**Problem to solve:** Your task is to copy every line of the records below that contains "window".

**Phrase grounding data:**
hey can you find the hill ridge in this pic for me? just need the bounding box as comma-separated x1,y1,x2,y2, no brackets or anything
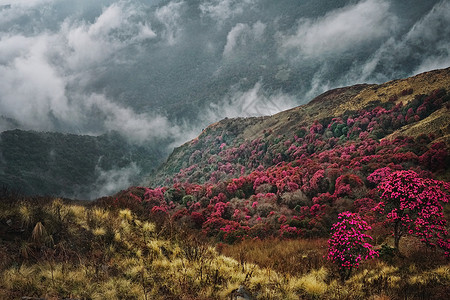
149,67,450,186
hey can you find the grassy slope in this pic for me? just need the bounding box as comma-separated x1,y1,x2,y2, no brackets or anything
0,197,449,300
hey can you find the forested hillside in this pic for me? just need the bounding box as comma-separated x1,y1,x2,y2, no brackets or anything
0,130,165,198
150,68,450,186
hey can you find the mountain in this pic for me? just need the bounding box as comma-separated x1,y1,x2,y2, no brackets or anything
0,130,166,199
1,68,448,199
1,0,448,147
105,66,449,247
1,0,449,199
0,68,449,300
149,67,450,186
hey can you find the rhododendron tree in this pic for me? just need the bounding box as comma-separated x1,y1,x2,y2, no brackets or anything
327,211,378,281
376,170,450,254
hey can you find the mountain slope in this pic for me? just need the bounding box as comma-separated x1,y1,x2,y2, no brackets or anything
0,130,165,199
148,68,450,186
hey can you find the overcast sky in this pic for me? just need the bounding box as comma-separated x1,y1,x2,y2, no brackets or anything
0,0,449,145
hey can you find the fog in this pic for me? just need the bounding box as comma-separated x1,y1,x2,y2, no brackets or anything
0,0,448,196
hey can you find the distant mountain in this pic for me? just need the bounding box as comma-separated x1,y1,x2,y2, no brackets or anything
1,0,448,142
148,67,450,186
1,68,448,199
0,130,166,199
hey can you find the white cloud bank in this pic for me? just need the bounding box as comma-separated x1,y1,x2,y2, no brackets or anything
223,21,266,57
200,0,256,25
207,81,296,119
0,1,160,142
279,0,397,58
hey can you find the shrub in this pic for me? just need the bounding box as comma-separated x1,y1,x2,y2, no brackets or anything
327,211,378,281
375,170,450,255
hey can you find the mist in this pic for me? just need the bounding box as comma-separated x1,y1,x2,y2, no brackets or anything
0,0,449,197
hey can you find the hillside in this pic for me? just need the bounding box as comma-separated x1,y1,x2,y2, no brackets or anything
149,68,450,186
0,193,449,299
1,68,450,299
0,130,166,199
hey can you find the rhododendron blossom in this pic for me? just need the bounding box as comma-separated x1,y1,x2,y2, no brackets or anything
376,170,450,255
327,211,378,281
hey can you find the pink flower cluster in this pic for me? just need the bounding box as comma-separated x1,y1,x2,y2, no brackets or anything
376,170,450,255
327,211,378,270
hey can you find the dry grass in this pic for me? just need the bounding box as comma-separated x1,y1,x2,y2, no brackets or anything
335,67,450,116
218,238,328,276
1,199,450,299
385,107,450,142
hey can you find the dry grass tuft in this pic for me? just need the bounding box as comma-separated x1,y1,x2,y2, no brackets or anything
1,198,450,299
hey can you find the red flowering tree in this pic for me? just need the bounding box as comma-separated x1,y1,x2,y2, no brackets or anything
327,211,378,281
375,170,450,254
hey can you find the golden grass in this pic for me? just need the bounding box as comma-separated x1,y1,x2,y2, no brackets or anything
1,200,450,299
219,238,328,275
335,68,450,116
385,107,450,142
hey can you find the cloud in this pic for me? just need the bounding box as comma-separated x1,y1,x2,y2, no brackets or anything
0,0,54,9
207,81,297,119
408,1,450,74
90,162,140,199
84,94,179,143
223,21,266,57
61,3,156,71
155,1,185,45
199,0,256,25
0,34,75,131
279,0,397,58
340,0,450,84
0,1,158,140
414,54,450,75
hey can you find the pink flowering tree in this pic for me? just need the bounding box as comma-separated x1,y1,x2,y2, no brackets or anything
376,170,450,254
327,211,378,281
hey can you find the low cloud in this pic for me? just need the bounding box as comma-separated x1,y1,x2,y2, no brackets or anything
0,1,158,140
408,1,450,74
155,1,185,45
62,2,156,71
340,0,450,85
279,0,397,59
207,81,297,120
223,21,265,57
90,162,140,199
0,34,75,131
84,94,179,143
200,0,256,26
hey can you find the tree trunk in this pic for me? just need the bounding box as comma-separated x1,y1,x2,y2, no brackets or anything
394,221,401,251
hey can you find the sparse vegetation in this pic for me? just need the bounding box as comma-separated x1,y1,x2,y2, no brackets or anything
1,196,449,299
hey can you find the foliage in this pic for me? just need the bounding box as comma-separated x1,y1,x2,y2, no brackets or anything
327,211,378,281
0,130,164,198
1,197,450,299
1,75,450,298
376,170,450,255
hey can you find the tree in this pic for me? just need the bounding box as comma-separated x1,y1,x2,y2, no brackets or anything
375,170,450,255
327,211,378,281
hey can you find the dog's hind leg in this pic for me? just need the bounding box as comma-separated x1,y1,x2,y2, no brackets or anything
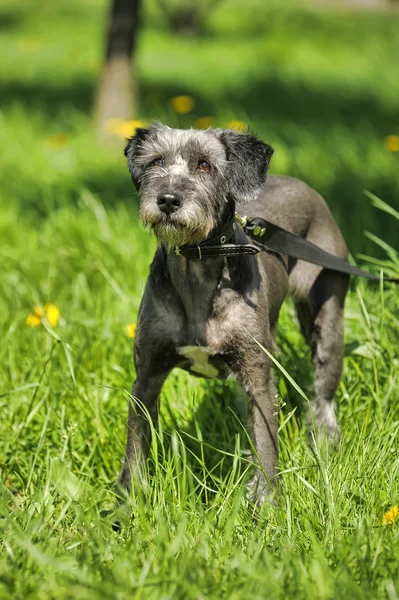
292,266,349,440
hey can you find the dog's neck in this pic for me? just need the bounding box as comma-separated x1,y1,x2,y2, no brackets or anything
166,250,226,339
173,195,238,260
164,200,235,339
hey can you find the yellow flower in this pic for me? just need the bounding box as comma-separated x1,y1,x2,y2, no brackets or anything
26,313,42,327
125,323,136,338
227,120,247,132
47,133,69,149
26,306,44,327
45,304,60,327
105,119,148,139
384,135,399,153
170,95,195,114
195,117,215,130
25,304,60,328
382,505,399,525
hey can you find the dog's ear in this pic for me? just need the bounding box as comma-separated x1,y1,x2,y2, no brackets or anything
124,127,151,190
220,130,273,204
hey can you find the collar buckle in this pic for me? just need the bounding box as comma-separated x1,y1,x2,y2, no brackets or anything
235,213,248,228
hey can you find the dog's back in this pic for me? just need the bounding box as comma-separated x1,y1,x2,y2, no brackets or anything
249,175,349,439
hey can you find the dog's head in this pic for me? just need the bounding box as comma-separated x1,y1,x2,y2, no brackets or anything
125,123,273,248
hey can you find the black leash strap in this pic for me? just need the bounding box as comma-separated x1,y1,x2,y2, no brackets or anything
173,195,398,283
243,216,399,283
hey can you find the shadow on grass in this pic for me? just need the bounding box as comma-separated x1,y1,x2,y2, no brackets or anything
0,79,95,116
159,381,248,499
2,71,397,128
157,344,313,501
0,11,25,30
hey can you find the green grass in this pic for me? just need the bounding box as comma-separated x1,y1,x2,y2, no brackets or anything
1,1,399,598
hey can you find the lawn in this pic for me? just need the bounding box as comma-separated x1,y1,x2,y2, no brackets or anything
1,0,399,598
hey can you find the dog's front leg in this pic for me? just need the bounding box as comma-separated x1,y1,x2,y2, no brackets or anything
237,360,278,507
118,371,170,496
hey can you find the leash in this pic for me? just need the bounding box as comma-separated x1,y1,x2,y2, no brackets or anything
174,198,399,283
241,215,399,283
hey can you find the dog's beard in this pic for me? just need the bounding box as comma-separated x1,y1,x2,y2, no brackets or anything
139,201,215,250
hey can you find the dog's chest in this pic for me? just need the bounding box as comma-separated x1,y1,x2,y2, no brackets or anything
174,287,243,379
177,345,230,379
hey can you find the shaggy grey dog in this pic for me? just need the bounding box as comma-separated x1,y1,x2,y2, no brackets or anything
120,123,349,505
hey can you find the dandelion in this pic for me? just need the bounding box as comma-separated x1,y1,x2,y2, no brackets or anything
26,304,60,328
382,505,399,525
47,133,69,149
195,117,215,130
384,135,399,153
227,120,247,132
105,119,148,139
125,323,136,338
26,306,43,327
45,304,61,327
170,95,195,114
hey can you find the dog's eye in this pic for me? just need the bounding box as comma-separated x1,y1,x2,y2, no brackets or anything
198,160,210,172
153,157,165,167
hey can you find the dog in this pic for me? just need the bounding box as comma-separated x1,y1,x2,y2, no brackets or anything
119,123,349,505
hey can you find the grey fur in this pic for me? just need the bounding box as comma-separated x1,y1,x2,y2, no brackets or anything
120,124,349,505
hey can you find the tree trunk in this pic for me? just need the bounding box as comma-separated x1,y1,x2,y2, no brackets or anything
95,0,140,133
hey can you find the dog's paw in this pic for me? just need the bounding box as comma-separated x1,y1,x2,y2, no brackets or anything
101,501,134,532
99,508,123,531
309,399,340,445
247,474,277,508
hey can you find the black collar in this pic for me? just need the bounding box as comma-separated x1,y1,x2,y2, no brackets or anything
174,197,259,260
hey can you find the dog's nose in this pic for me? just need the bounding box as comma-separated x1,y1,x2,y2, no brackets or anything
157,192,183,214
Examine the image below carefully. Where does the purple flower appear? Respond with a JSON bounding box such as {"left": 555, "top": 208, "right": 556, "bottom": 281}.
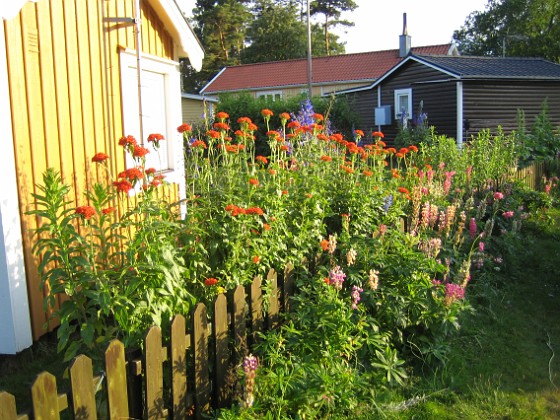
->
{"left": 469, "top": 218, "right": 477, "bottom": 240}
{"left": 351, "top": 285, "right": 363, "bottom": 310}
{"left": 329, "top": 266, "right": 346, "bottom": 290}
{"left": 444, "top": 283, "right": 465, "bottom": 305}
{"left": 503, "top": 211, "right": 514, "bottom": 218}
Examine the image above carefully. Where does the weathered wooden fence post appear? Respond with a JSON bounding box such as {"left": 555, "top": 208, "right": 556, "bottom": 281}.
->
{"left": 144, "top": 326, "right": 166, "bottom": 419}
{"left": 193, "top": 303, "right": 210, "bottom": 418}
{"left": 68, "top": 355, "right": 97, "bottom": 419}
{"left": 213, "top": 293, "right": 229, "bottom": 407}
{"left": 31, "top": 372, "right": 62, "bottom": 419}
{"left": 0, "top": 392, "right": 18, "bottom": 420}
{"left": 105, "top": 340, "right": 129, "bottom": 420}
{"left": 250, "top": 276, "right": 263, "bottom": 346}
{"left": 171, "top": 314, "right": 188, "bottom": 418}
{"left": 267, "top": 269, "right": 279, "bottom": 329}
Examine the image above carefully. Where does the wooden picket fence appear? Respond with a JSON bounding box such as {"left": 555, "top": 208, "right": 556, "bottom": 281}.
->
{"left": 515, "top": 160, "right": 546, "bottom": 190}
{"left": 0, "top": 266, "right": 295, "bottom": 420}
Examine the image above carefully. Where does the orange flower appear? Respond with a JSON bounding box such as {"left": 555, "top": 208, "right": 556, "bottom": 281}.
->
{"left": 312, "top": 113, "right": 324, "bottom": 122}
{"left": 279, "top": 112, "right": 291, "bottom": 122}
{"left": 249, "top": 178, "right": 259, "bottom": 186}
{"left": 206, "top": 130, "right": 220, "bottom": 139}
{"left": 409, "top": 145, "right": 419, "bottom": 152}
{"left": 215, "top": 111, "right": 229, "bottom": 120}
{"left": 177, "top": 123, "right": 192, "bottom": 133}
{"left": 398, "top": 187, "right": 410, "bottom": 194}
{"left": 113, "top": 180, "right": 133, "bottom": 193}
{"left": 191, "top": 140, "right": 207, "bottom": 149}
{"left": 399, "top": 147, "right": 409, "bottom": 154}
{"left": 305, "top": 193, "right": 313, "bottom": 198}
{"left": 92, "top": 152, "right": 109, "bottom": 163}
{"left": 362, "top": 170, "right": 373, "bottom": 177}
{"left": 320, "top": 155, "right": 332, "bottom": 162}
{"left": 75, "top": 205, "right": 96, "bottom": 219}
{"left": 246, "top": 207, "right": 264, "bottom": 215}
{"left": 145, "top": 167, "right": 157, "bottom": 175}
{"left": 280, "top": 145, "right": 289, "bottom": 152}
{"left": 354, "top": 129, "right": 364, "bottom": 137}
{"left": 133, "top": 145, "right": 150, "bottom": 158}
{"left": 256, "top": 155, "right": 269, "bottom": 164}
{"left": 372, "top": 131, "right": 384, "bottom": 138}
{"left": 118, "top": 135, "right": 137, "bottom": 147}
{"left": 147, "top": 133, "right": 164, "bottom": 143}
{"left": 213, "top": 122, "right": 230, "bottom": 131}
{"left": 282, "top": 190, "right": 288, "bottom": 195}
{"left": 205, "top": 278, "right": 218, "bottom": 286}
{"left": 261, "top": 109, "right": 273, "bottom": 118}
{"left": 237, "top": 116, "right": 253, "bottom": 124}
{"left": 266, "top": 130, "right": 281, "bottom": 139}
{"left": 252, "top": 255, "right": 261, "bottom": 264}
{"left": 320, "top": 239, "right": 329, "bottom": 251}
{"left": 102, "top": 206, "right": 116, "bottom": 215}
{"left": 268, "top": 169, "right": 277, "bottom": 176}
{"left": 287, "top": 121, "right": 301, "bottom": 129}
{"left": 263, "top": 223, "right": 271, "bottom": 231}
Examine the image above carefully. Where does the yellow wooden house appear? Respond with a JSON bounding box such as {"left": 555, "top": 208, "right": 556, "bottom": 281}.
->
{"left": 0, "top": 0, "right": 204, "bottom": 354}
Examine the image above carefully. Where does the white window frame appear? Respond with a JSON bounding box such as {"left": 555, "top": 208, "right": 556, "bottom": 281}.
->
{"left": 394, "top": 88, "right": 412, "bottom": 120}
{"left": 119, "top": 49, "right": 185, "bottom": 195}
{"left": 256, "top": 90, "right": 283, "bottom": 101}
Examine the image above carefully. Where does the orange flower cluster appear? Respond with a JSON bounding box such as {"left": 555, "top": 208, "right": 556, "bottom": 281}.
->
{"left": 215, "top": 111, "right": 229, "bottom": 121}
{"left": 191, "top": 140, "right": 207, "bottom": 149}
{"left": 261, "top": 109, "right": 273, "bottom": 118}
{"left": 213, "top": 122, "right": 230, "bottom": 131}
{"left": 75, "top": 205, "right": 96, "bottom": 220}
{"left": 256, "top": 156, "right": 268, "bottom": 165}
{"left": 92, "top": 152, "right": 109, "bottom": 163}
{"left": 225, "top": 204, "right": 265, "bottom": 217}
{"left": 205, "top": 277, "right": 218, "bottom": 286}
{"left": 113, "top": 179, "right": 133, "bottom": 194}
{"left": 118, "top": 167, "right": 143, "bottom": 181}
{"left": 177, "top": 123, "right": 192, "bottom": 133}
{"left": 147, "top": 133, "right": 164, "bottom": 143}
{"left": 133, "top": 145, "right": 150, "bottom": 158}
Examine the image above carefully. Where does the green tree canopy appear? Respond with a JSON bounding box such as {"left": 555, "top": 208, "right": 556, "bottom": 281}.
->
{"left": 453, "top": 0, "right": 560, "bottom": 62}
{"left": 241, "top": 1, "right": 308, "bottom": 62}
{"left": 310, "top": 0, "right": 357, "bottom": 55}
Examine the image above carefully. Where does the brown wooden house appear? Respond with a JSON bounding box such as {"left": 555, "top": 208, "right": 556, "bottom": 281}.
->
{"left": 341, "top": 54, "right": 560, "bottom": 145}
{"left": 0, "top": 0, "right": 203, "bottom": 354}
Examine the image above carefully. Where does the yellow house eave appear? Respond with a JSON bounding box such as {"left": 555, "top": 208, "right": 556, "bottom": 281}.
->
{"left": 147, "top": 0, "right": 204, "bottom": 70}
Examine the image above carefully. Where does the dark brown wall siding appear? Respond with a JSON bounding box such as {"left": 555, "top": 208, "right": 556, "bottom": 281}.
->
{"left": 348, "top": 59, "right": 560, "bottom": 145}
{"left": 463, "top": 81, "right": 560, "bottom": 138}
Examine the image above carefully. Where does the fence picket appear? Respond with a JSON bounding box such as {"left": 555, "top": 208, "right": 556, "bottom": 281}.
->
{"left": 171, "top": 315, "right": 188, "bottom": 418}
{"left": 250, "top": 276, "right": 263, "bottom": 345}
{"left": 193, "top": 303, "right": 210, "bottom": 418}
{"left": 144, "top": 326, "right": 166, "bottom": 419}
{"left": 105, "top": 340, "right": 129, "bottom": 419}
{"left": 68, "top": 355, "right": 97, "bottom": 420}
{"left": 31, "top": 372, "right": 60, "bottom": 419}
{"left": 213, "top": 293, "right": 229, "bottom": 407}
{"left": 283, "top": 263, "right": 295, "bottom": 312}
{"left": 233, "top": 285, "right": 248, "bottom": 362}
{"left": 267, "top": 269, "right": 279, "bottom": 329}
{"left": 0, "top": 392, "right": 18, "bottom": 420}
{"left": 5, "top": 265, "right": 294, "bottom": 419}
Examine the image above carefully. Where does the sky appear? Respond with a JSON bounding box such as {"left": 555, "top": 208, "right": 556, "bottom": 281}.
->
{"left": 183, "top": 0, "right": 490, "bottom": 54}
{"left": 334, "top": 0, "right": 489, "bottom": 53}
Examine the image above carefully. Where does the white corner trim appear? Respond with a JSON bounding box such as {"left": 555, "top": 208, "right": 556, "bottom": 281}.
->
{"left": 1, "top": 0, "right": 36, "bottom": 21}
{"left": 0, "top": 21, "right": 33, "bottom": 354}
{"left": 457, "top": 81, "right": 464, "bottom": 147}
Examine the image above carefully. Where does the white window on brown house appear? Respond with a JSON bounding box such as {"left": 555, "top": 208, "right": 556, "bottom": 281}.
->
{"left": 394, "top": 88, "right": 412, "bottom": 120}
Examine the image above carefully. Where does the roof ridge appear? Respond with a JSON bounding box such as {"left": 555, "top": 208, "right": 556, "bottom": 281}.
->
{"left": 219, "top": 43, "right": 455, "bottom": 70}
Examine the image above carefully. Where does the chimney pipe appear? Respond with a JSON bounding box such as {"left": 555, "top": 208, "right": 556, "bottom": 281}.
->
{"left": 399, "top": 13, "right": 411, "bottom": 57}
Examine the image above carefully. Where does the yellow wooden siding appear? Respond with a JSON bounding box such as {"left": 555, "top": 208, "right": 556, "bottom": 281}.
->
{"left": 182, "top": 98, "right": 214, "bottom": 124}
{"left": 6, "top": 0, "right": 181, "bottom": 340}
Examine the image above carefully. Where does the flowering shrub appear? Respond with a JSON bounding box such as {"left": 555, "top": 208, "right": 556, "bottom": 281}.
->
{"left": 30, "top": 98, "right": 533, "bottom": 417}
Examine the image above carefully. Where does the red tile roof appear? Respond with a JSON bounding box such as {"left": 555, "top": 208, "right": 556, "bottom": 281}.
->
{"left": 201, "top": 44, "right": 455, "bottom": 94}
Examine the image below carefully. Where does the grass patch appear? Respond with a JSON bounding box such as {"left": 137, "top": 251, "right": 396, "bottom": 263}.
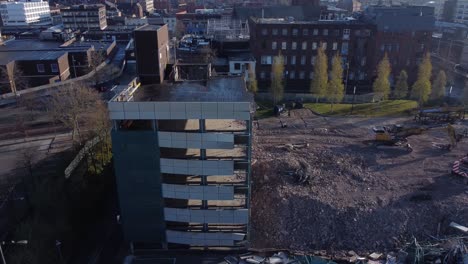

**Solution for this task:**
Examine the image above carefully. Where does the white window frame appear? Respond with a JSON bounding box such as {"left": 555, "top": 208, "right": 556, "bottom": 281}.
Examine the image above carefully. Where does the white window on brown house appear? Respond with a JSON bounding box such as {"left": 555, "top": 208, "right": 556, "bottom": 281}.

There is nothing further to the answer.